* **Task instructions**
Rewrite all of the rows below as a numbered list, dropping any blank lines.
:::
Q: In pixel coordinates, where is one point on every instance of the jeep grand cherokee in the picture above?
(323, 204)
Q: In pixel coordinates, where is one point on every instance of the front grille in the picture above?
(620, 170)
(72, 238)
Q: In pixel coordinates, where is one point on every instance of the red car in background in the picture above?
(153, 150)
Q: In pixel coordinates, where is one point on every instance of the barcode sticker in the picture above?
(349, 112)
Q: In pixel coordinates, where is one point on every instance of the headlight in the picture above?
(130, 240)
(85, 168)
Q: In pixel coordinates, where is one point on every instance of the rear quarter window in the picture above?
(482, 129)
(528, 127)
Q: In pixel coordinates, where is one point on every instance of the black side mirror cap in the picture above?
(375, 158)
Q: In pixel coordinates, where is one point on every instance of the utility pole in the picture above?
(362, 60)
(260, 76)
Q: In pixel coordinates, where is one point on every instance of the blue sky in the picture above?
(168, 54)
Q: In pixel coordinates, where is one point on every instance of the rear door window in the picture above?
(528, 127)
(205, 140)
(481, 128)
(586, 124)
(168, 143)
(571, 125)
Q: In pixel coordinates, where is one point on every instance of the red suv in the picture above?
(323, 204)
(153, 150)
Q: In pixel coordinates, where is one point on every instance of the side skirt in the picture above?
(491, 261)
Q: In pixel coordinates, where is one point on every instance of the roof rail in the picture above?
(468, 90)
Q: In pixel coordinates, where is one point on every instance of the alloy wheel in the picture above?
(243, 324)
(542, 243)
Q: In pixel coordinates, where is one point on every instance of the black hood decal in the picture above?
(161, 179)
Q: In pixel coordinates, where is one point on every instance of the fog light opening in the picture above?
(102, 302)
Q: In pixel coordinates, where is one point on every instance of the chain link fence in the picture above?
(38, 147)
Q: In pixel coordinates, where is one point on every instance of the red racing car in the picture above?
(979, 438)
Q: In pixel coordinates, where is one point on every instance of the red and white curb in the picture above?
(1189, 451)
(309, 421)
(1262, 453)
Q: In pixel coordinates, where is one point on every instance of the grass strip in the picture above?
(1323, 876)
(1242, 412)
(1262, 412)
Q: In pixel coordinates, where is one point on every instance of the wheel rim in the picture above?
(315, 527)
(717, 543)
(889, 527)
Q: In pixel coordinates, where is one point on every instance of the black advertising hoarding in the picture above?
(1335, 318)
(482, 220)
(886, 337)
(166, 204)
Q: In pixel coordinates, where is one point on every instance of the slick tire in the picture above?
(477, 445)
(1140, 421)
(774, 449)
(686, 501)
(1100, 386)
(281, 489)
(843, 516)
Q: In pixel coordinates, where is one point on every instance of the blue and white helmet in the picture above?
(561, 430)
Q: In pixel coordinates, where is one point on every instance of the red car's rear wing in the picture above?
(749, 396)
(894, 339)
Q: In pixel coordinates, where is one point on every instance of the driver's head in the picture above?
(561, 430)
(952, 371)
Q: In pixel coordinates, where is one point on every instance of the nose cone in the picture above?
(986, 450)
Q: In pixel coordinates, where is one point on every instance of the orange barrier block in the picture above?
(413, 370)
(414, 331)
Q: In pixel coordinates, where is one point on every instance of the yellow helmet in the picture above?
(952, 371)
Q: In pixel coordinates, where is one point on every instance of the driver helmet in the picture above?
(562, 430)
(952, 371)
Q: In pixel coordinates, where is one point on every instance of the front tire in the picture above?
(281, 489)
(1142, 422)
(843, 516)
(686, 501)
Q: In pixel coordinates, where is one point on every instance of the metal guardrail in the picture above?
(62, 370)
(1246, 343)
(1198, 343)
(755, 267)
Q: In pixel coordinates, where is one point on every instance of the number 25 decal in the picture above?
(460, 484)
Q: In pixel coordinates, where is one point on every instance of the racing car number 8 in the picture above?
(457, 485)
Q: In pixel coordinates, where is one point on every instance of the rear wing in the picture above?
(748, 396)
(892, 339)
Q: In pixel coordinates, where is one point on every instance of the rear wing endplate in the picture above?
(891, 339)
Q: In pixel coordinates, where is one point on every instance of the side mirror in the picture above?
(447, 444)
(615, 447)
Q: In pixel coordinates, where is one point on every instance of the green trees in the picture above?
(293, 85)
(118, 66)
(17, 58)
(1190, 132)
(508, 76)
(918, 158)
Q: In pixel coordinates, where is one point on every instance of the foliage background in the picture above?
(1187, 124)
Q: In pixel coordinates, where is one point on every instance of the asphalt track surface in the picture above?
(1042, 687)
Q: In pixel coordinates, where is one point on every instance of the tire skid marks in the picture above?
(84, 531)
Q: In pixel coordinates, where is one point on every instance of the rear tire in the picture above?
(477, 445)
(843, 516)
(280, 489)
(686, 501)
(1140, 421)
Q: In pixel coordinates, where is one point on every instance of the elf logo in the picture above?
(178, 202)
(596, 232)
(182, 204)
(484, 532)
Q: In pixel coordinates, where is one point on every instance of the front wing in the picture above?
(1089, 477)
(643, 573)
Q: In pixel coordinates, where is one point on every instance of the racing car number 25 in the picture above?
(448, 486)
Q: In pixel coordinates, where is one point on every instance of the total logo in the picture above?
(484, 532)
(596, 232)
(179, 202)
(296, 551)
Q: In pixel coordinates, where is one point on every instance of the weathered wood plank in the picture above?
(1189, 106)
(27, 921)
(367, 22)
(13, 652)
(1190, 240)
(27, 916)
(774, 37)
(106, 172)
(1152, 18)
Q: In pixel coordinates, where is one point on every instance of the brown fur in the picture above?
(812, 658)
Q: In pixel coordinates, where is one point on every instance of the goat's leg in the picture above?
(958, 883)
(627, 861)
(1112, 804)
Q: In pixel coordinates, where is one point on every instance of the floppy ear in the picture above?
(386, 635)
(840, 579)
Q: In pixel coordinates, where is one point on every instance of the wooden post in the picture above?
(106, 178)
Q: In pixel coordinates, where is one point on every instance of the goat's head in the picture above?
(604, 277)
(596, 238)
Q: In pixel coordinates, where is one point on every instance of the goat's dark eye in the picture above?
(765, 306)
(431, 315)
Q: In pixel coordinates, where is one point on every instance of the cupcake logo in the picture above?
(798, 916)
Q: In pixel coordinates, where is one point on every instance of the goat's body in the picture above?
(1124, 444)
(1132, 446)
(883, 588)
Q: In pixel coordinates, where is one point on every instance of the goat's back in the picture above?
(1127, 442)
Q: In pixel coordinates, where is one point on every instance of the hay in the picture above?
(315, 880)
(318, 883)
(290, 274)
:::
* **Response to this task**
1. Q: In pixel coordinates, where is one point on every instance of the jeep grand cherokee in the picture above?
2. (323, 204)
3. Q: In pixel coordinates, where is one point on every instance of the front grille in the picture above?
4. (620, 170)
5. (72, 238)
6. Q: In pixel coordinates, where is one point on every instance of the red car in background in the picture above?
7. (153, 150)
8. Q: In pixel coordinates, where is one point on every instance of the barcode sticker in the picture above?
9. (349, 112)
10. Q: In pixel coordinates, where is one point on every instance of the headlight in the picture above?
11. (130, 240)
12. (85, 168)
13. Q: In pixel coordinates, where is one point on every instance of the rear quarter window in the picture above?
14. (482, 129)
15. (528, 127)
16. Q: In pixel coordinates, where is one point on every instance of the black side mirror cap in the picture above?
17. (375, 158)
18. Q: In pixel coordinates, where is one point on every instance of the utility pole in the picture above?
19. (362, 60)
20. (260, 76)
21. Q: In pixel coordinates, where is one point on every instance of the blue sky in the picture above?
22. (168, 54)
23. Q: In pixel coordinates, where is one point on every instance of the rear door window in the picture above?
24. (528, 127)
25. (205, 140)
26. (481, 128)
27. (586, 124)
28. (168, 143)
29. (571, 125)
30. Q: In pixel coordinates, where is one point on every instance of the red suv in the picture above?
31. (323, 204)
32. (153, 150)
33. Q: In pixel coordinates, where is one point on every instance of the side skirt in the picture above?
34. (491, 261)
35. Q: In pixel coordinates, where is one point on every instance of the roof rail in the picture above?
36. (468, 90)
37. Q: In pixel coordinates, where is one point on every instance of the alloy wheel in the picture above?
38. (243, 324)
39. (542, 243)
40. Q: In pixel coordinates, where is one point on every instance of the black hood decal in the picture above?
41. (161, 179)
42. Q: In pixel coordinates, where is one point on every instance of the fog light opening in the picture above?
43. (102, 302)
44. Q: In pixel coordinates, where is one point on every instance of the chain link fence in the picture above?
45. (38, 147)
46. Q: In pixel coordinates, where is one point on every instance of the red racing car in the picture above?
47. (979, 438)
48. Q: In pixel coordinates, where is one point on every instance of the red and white curb in the picture above?
49. (1189, 451)
50. (309, 421)
51. (1262, 453)
52. Q: In pixel coordinates, where is one point on every instance of the grass strip in the picture above?
53. (1323, 876)
54. (1242, 412)
55. (1262, 412)
56. Q: In pixel coordinates, where is one point on every instance of the wheel rim in the picture above?
57. (315, 527)
58. (717, 543)
59. (889, 527)
60. Q: In pixel coordinates, where is one point on every instance of the black advertising hoarding in the picture above?
61. (1335, 318)
62. (482, 220)
63. (886, 337)
64. (166, 204)
65. Q: In pixel coordinates, where is one point on every instance of the slick tire in the picture above?
66. (477, 445)
67. (1140, 421)
68. (774, 449)
69. (686, 501)
70. (1100, 386)
71. (281, 489)
72. (843, 516)
73. Q: In pixel coordinates, where is one point on every instance of the blue and white helmet in the picture above?
74. (561, 430)
75. Q: In pixel coordinates, where is one point on every instance of the red car's rear wing in the picture above?
76. (749, 396)
77. (894, 339)
78. Q: In pixel coordinates, where is one point on every instance of the driver's head in the picture above?
79. (561, 430)
80. (952, 371)
81. Q: In pixel coordinates, where is one point on every instance of the nose cone in the picture above?
82. (986, 450)
83. Q: In pixel coordinates, where is one point on every instance of the orange barrier block in the picture above?
84. (413, 370)
85. (414, 331)
86. Q: In pixel coordinates, where is one point on every instance of the yellow helmet in the picture above?
87. (952, 371)
88. Q: In pixel coordinates, where is one point on every instance of the driver helmet in the picture above?
89. (562, 430)
90. (952, 371)
91. Q: In pixel coordinates, where is one point on every instance of the front tire in the picture above?
92. (281, 489)
93. (1142, 422)
94. (843, 516)
95. (686, 501)
96. Q: In pixel coordinates, where is one point on every instance of the metal guardrail in the picture above?
97. (62, 370)
98. (1246, 343)
99. (1198, 343)
100. (755, 267)
101. Q: In pixel coordinates, where is one point on every instance of the number 25 decal in the picture above?
102. (460, 484)
103. Q: In pixel coordinates, where is one point on every instance of the racing car number 8 in the picture above?
104. (457, 485)
105. Q: In pixel coordinates, where is one point on every instance of the rear wing in the picture above?
106. (748, 396)
107. (892, 339)
108. Q: In pixel coordinates, where is one point on every instance of the rear wing endplate in the picture above?
109. (891, 339)
110. Q: In pixel coordinates, where is one point on every instance of the side mirror in the picture above?
111. (447, 444)
112. (615, 447)
113. Q: In pixel coordinates, where is one point on every instance of the green trees in the picture above?
114. (293, 85)
115. (118, 66)
116. (17, 58)
117. (1190, 132)
118. (508, 76)
119. (918, 158)
120. Q: In pixel coordinates, where is one point on every instance of the foliage background in the picture above?
121. (1187, 124)
122. Q: In pixel coordinates, where is one point on every instance of the asphalt track surface in the picture above?
123. (1042, 687)
124. Q: In pixel coordinates, where is one point on every instance of the tire skid marks in the picture above?
125. (84, 531)
126. Q: In pixel coordinates, where is one point on every instance of the rear tire in the picture above?
127. (477, 445)
128. (843, 516)
129. (280, 489)
130. (686, 501)
131. (1140, 421)
132. Q: In pixel coordinates, where is one point on every instance of the elf logo in the picture above?
133. (178, 202)
134. (596, 232)
135. (182, 204)
136. (484, 532)
137. Q: In pixel coordinates, where is one point on every instance of the front wing in the picture above?
138. (1089, 477)
139. (643, 573)
140. Q: In pixel coordinates, where is one point on every instance of the racing car number 25 in the picture above?
141. (448, 486)
142. Q: In pixel coordinates, where is one point on every instance of the total logo in the picture above?
143. (484, 532)
144. (596, 232)
145. (179, 202)
146. (296, 551)
147. Q: In pixel coordinates, where is one point on every instance of the weathered wood plank in the picture above?
148. (1189, 106)
149. (27, 921)
150. (367, 22)
151. (13, 652)
152. (1190, 240)
153. (27, 916)
154. (774, 37)
155. (106, 172)
156. (1152, 18)
157. Q: In pixel coordinates, where is one point on every instance of the brown fur in the picture above?
158. (812, 658)
159. Q: In pixel coordinates, where is one point on every instance of the goat's leg in the picture above?
160. (958, 883)
161. (627, 861)
162. (1112, 804)
163. Q: In pixel coordinates, where is one point on every instance of the floppy ear in the picture above?
164. (386, 635)
165. (840, 579)
166. Q: In pixel coordinates, where is one point on every instance of the wooden post in the picture above?
167. (106, 178)
168. Q: In pixel coordinates, where is one point on every instance of the goat's head in the picture above?
169. (604, 277)
170. (596, 238)
171. Q: In pixel coordinates, where is one point on every instance of the goat's dark eye in the picture above?
172. (765, 306)
173. (431, 315)
174. Q: In pixel coordinates, where is one point on every instance of the cupcake logo in the picture above?
175. (798, 916)
176. Q: In pixel coordinates, where is one point on every instance of the goat's body in the picture above?
177. (1124, 444)
178. (1132, 446)
179. (883, 588)
180. Q: In pixel coordinates, where is one point on every instance of the goat's back in the picture above?
181. (1127, 442)
182. Q: In pixel coordinates, where is one point on every instance of the hay in the picture above?
183. (315, 880)
184. (318, 883)
185. (290, 274)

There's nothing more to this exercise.